_MATERIAL SUPPLIED_
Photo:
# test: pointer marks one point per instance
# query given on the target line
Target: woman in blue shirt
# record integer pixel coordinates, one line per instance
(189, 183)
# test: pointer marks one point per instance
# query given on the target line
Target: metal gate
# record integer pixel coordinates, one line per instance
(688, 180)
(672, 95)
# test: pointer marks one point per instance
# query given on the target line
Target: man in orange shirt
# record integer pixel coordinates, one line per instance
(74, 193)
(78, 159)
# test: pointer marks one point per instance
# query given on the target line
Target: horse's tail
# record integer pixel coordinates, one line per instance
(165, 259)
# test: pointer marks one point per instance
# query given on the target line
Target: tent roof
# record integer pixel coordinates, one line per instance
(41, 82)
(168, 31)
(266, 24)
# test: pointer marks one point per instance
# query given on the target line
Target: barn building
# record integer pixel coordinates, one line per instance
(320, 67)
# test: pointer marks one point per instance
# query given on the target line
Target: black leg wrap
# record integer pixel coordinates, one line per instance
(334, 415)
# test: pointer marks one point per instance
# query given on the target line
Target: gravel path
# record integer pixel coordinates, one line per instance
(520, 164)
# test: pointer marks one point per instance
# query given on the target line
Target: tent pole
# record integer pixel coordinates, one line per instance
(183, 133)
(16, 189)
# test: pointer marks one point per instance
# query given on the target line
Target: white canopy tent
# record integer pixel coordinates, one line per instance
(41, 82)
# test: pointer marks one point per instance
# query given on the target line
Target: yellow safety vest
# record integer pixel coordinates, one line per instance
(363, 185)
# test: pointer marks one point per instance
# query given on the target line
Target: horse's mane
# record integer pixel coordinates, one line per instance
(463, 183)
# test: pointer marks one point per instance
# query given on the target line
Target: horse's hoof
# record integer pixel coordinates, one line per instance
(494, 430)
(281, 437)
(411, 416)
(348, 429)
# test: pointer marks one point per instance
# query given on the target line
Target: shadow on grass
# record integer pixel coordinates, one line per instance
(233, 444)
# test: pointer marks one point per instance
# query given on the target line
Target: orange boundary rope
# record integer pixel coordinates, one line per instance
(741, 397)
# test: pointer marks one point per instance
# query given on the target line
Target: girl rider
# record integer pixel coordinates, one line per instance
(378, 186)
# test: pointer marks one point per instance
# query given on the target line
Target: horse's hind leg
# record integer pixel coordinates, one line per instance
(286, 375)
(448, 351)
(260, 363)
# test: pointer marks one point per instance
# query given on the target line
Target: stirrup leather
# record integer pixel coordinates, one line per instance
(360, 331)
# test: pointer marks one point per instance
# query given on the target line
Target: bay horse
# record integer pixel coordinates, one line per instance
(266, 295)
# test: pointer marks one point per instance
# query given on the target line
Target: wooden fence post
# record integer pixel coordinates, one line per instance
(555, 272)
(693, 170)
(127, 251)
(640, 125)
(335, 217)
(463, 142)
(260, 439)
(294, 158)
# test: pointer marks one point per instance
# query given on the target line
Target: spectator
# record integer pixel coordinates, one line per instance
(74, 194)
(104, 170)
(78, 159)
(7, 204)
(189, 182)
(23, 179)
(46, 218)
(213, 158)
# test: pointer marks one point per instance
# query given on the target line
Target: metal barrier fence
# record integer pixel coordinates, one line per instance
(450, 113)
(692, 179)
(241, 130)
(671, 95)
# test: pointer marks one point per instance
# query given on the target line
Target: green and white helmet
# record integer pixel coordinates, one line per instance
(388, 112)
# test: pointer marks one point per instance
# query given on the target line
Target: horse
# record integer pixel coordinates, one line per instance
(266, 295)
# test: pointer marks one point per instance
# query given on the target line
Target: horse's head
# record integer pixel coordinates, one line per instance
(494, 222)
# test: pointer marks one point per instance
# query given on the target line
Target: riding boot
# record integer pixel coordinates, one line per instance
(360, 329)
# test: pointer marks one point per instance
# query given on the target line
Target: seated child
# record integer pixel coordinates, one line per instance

_EXERCISE OBJECTIVE_
Show each line of the rows above that contains the word "fence", copying every such line in full. Treat uppercase and lowercase as different.

_SOLUTION_
Target: wooden fence post
Target: metal barrier fence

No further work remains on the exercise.